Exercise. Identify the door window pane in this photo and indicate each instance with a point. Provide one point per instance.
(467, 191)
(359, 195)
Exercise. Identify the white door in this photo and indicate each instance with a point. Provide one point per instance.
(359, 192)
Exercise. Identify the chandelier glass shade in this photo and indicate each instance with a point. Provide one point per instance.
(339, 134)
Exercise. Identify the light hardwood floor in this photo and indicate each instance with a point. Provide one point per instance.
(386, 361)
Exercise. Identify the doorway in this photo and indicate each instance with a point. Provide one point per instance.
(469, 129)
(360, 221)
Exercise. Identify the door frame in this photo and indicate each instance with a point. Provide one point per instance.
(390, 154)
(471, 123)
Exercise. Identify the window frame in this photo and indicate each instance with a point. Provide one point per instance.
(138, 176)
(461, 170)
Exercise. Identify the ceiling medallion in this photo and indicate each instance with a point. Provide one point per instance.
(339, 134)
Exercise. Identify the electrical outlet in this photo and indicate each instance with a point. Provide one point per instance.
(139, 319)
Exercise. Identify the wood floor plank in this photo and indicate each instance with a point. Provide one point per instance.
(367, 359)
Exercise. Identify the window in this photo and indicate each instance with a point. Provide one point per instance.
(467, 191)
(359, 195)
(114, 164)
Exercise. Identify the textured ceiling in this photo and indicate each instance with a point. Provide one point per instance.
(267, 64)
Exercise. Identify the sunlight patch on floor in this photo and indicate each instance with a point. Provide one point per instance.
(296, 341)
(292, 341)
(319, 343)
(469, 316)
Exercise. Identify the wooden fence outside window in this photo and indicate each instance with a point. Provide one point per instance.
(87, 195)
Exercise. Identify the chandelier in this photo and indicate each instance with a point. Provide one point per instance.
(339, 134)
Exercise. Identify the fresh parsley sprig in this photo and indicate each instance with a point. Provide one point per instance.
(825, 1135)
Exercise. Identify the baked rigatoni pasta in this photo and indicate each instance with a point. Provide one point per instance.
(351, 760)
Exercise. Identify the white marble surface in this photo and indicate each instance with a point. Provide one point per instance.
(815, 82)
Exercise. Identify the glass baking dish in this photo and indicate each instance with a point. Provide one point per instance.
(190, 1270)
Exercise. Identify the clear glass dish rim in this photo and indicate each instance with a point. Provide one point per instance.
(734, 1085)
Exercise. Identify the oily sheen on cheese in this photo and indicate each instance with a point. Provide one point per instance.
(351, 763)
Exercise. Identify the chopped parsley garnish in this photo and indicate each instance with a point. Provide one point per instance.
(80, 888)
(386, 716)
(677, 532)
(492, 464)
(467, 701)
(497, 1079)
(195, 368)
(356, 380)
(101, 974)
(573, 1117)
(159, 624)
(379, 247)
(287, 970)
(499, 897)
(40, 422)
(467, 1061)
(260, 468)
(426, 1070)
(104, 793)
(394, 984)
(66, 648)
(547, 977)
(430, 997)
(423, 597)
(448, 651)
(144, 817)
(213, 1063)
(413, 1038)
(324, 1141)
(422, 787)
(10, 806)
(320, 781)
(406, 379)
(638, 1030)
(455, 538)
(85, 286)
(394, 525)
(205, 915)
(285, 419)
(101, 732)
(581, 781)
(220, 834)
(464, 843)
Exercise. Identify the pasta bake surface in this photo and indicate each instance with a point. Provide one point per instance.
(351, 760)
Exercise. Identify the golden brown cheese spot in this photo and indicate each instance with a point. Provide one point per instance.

Exercise objective: Would you set down the full listing exactly as it reads?

Task answer:
Exercise. Identify the door window pane in this photo and indicate each instance with a point. Provide one point per instance.
(467, 191)
(359, 195)
Exercise. Identify the white door in this photo and indicate each instance with a point. Provide one point per instance.
(359, 192)
Exercise. Identify the chandelier glass shade in this photo and indicate each instance with a point. Provide one point per instance.
(339, 134)
Exercise. Identify the light hardwood floor in this photo and indicate each instance with a point. Provide one point per instance.
(386, 361)
Exercise. Identify the doorway in this photo and indicate each instance with a point. Provide one point per instance.
(469, 129)
(360, 221)
Exercise. Identify the door frame in this photo and indicate each instance with a point. Provide one point per instance.
(390, 154)
(471, 123)
Exercise. Identify the window frame in this photo and indicate each instance with a point. Provide one point per instance.
(138, 176)
(461, 170)
Exercise. Identify the ceiling medallion in this photo and indicate each instance with a point. Provide one point per instance.
(339, 134)
Exercise. Identify the electrical outlet in this photo and indicate each instance with a point. Provide one point per instance.
(139, 319)
Exercise. Identify the wood floor plank in this photo and indicate each instance with a point. Provide one point per instance.
(367, 359)
Exercise. Identify the window in this photo and indicate each instance with a point. Provide one point per instance.
(467, 191)
(359, 195)
(114, 164)
Exercise. Identify the textured ceiling in this photo and indicate each instance with a point. Provide one point per instance.
(267, 64)
Exercise. Identify the sunlight patch on floor in this photo and indicate each instance with a point. Provide one point per instance.
(296, 341)
(292, 341)
(319, 343)
(469, 316)
Exercise. Identify the wooden fence outside window in this photo and indicate each instance with a point. Provide one point per instance.
(87, 195)
Exercise. Identify the chandelier in this photo and indicate each instance with a point. Provide one point per instance.
(339, 134)
Exercise. Identify the fresh parsley sprig in this photo and indicate each instance with a point. Provide one point per instance.
(825, 1135)
Exercise. Identify the baked rigatoni pasta in this photo and indicate each instance with a point. Provide one point per instance.
(351, 760)
Exercise. Identify the white marble surface in this photo and indicate each instance with a point. Provide one point per instance.
(815, 82)
Exercise. Identify the glass baking dish in this photo and indicate each instance with a point. Provide one point per instance.
(190, 1270)
Exercise. Identify the clear glass dish rim in this photo and indicate each instance with a point. Provide one point per instance.
(734, 1085)
Exercise. Identify the oily sheen on cheese in this photo and indicate each instance with a point. Provide one point per instance.
(351, 763)
Exercise. Identify the chopped parsley garnish in this photo and indicate each instance with a point. Provide one point per instance.
(80, 888)
(386, 716)
(677, 532)
(492, 464)
(467, 701)
(497, 1079)
(195, 368)
(356, 380)
(101, 974)
(573, 1117)
(159, 624)
(379, 247)
(287, 970)
(499, 897)
(40, 422)
(467, 1061)
(260, 468)
(426, 1070)
(104, 793)
(394, 984)
(66, 648)
(547, 977)
(430, 997)
(423, 597)
(448, 651)
(144, 817)
(213, 1063)
(413, 1038)
(324, 1141)
(422, 787)
(10, 806)
(320, 781)
(406, 379)
(638, 1030)
(455, 538)
(85, 286)
(394, 525)
(205, 915)
(285, 419)
(101, 732)
(581, 781)
(220, 834)
(464, 843)
Exercise. Identify the pasta bake surface in this photo and indicate each instance with a point. Provide one point per instance.
(351, 760)
Exercise. Identify the golden brown cheese spot in this photo and indicate each instance with a point. Provide one point per instance.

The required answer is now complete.